● Task description
Reproduce the lines below, starting with the line containing "One pin per instance of the plate" and ending with the line containing "<point>820,380</point>", both included, with every character unchanged.

Image object location entries
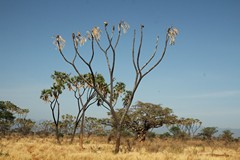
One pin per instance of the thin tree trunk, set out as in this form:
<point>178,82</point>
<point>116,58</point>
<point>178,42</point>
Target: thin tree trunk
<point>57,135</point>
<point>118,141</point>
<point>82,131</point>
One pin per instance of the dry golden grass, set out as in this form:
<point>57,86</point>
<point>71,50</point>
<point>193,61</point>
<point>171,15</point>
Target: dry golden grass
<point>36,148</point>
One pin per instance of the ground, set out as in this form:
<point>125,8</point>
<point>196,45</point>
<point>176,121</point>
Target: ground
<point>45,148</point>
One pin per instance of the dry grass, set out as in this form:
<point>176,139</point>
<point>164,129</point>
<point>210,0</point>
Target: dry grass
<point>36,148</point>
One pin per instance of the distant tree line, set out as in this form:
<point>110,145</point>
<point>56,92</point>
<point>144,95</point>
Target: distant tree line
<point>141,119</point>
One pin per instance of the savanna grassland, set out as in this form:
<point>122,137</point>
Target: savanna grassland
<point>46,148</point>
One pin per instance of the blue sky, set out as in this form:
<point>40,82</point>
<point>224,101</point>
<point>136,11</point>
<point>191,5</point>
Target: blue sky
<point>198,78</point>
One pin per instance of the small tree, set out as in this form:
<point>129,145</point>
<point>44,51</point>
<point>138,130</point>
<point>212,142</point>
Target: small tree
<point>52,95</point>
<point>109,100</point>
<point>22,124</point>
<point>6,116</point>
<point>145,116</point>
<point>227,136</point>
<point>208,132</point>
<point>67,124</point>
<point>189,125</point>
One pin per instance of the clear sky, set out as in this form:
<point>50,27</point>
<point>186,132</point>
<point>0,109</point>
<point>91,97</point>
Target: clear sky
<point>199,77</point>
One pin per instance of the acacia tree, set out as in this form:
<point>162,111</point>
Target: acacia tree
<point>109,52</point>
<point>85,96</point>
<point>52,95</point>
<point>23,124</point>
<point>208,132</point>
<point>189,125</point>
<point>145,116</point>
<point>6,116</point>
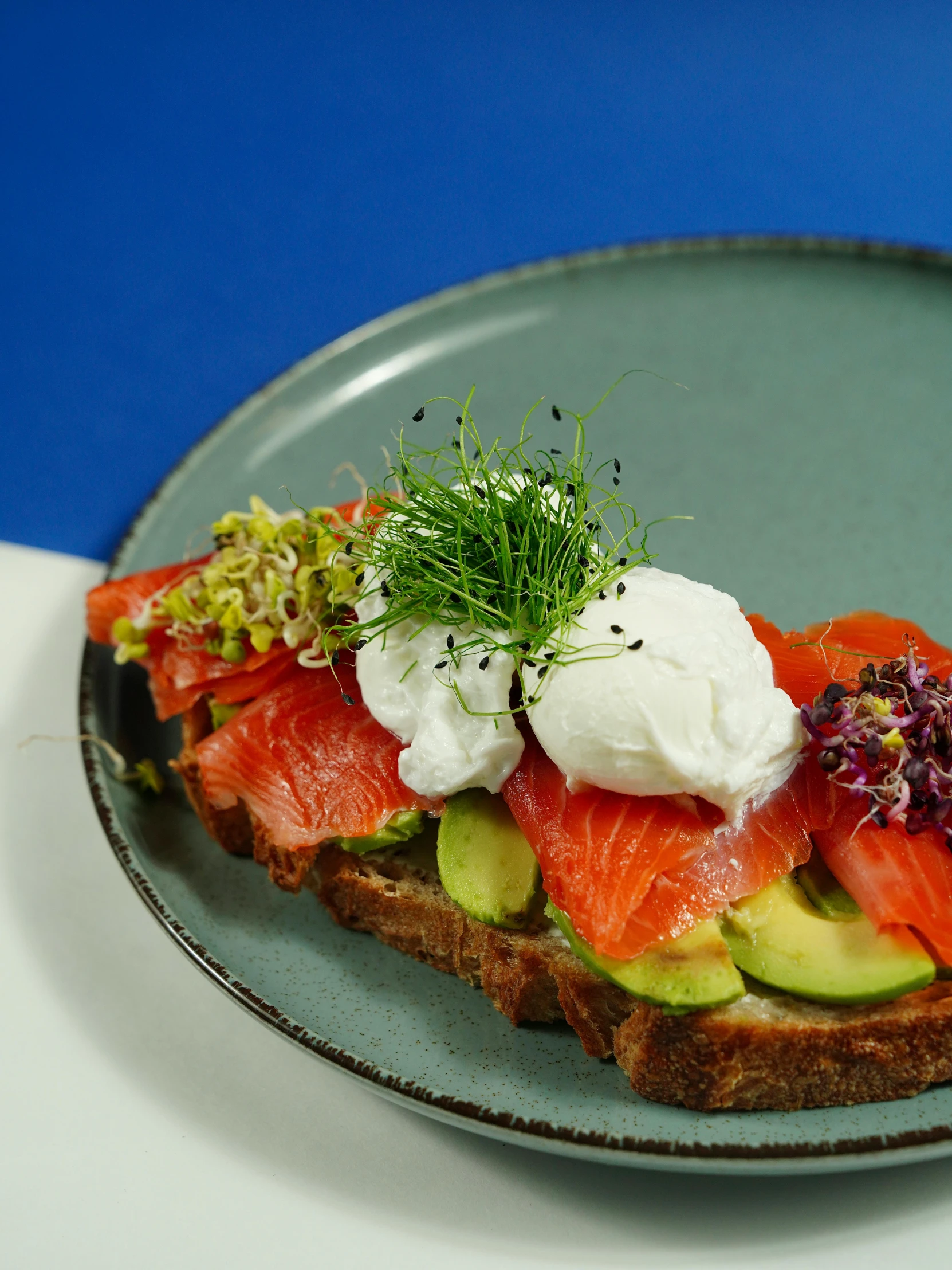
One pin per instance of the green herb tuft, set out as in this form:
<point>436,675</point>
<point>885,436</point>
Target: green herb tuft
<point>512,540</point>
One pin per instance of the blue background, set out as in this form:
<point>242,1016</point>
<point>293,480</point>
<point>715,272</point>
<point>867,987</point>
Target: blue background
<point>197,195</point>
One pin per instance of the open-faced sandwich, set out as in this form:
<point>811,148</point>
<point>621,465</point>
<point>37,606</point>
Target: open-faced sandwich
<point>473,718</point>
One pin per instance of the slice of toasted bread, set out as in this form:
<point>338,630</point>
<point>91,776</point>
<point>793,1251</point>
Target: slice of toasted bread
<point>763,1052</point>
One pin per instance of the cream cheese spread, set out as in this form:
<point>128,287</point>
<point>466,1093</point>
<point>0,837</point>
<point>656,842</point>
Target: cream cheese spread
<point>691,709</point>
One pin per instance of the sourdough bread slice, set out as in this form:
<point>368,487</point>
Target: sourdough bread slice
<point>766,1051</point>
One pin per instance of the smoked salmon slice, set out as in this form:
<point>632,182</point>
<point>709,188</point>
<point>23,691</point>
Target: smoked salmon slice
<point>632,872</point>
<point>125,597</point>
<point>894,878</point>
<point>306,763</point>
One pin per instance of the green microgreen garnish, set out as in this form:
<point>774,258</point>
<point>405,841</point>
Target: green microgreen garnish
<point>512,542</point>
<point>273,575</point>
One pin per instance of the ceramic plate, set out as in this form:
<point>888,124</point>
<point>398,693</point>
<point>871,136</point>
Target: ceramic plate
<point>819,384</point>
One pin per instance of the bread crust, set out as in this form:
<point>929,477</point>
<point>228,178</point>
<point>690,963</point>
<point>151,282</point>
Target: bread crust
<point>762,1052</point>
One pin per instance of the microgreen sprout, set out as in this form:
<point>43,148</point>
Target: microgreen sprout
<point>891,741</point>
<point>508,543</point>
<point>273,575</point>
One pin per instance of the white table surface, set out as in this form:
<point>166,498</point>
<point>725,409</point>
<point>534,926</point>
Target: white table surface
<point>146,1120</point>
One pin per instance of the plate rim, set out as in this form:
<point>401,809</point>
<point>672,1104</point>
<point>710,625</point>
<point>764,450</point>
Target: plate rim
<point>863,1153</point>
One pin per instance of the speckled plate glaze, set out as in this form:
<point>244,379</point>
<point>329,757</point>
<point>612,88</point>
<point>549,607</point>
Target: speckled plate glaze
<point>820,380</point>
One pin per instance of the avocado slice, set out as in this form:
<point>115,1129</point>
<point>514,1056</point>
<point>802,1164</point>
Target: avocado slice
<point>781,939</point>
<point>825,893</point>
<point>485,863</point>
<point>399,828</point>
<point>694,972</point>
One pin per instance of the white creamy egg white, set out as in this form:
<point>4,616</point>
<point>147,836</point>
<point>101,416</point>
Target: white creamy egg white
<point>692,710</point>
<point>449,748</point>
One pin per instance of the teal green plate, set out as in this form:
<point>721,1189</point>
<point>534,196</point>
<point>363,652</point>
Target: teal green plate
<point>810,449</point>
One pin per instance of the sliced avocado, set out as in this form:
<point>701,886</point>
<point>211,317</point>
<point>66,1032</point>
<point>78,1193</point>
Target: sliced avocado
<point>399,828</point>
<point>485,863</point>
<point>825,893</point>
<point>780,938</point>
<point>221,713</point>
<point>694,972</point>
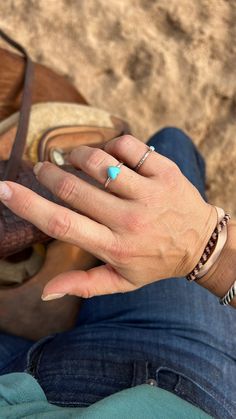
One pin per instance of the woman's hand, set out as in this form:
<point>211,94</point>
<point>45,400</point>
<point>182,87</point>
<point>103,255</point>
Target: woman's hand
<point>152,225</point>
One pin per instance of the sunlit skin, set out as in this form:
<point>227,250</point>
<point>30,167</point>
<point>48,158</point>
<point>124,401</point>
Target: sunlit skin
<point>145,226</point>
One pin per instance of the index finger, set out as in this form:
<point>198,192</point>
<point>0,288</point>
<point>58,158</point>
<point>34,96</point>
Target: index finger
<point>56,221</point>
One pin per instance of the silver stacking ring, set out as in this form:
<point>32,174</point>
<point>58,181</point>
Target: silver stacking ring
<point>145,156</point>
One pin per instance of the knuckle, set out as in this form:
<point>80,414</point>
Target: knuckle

● Answer
One pin per instance of the plate rim, set out as in this form:
<point>401,809</point>
<point>672,1104</point>
<point>710,625</point>
<point>764,450</point>
Target: plate rim
<point>863,1153</point>
One pin per instance of the speckled plate glaze, set out as in this form:
<point>244,379</point>
<point>329,757</point>
<point>612,88</point>
<point>549,607</point>
Target: speckled plate glaze
<point>820,380</point>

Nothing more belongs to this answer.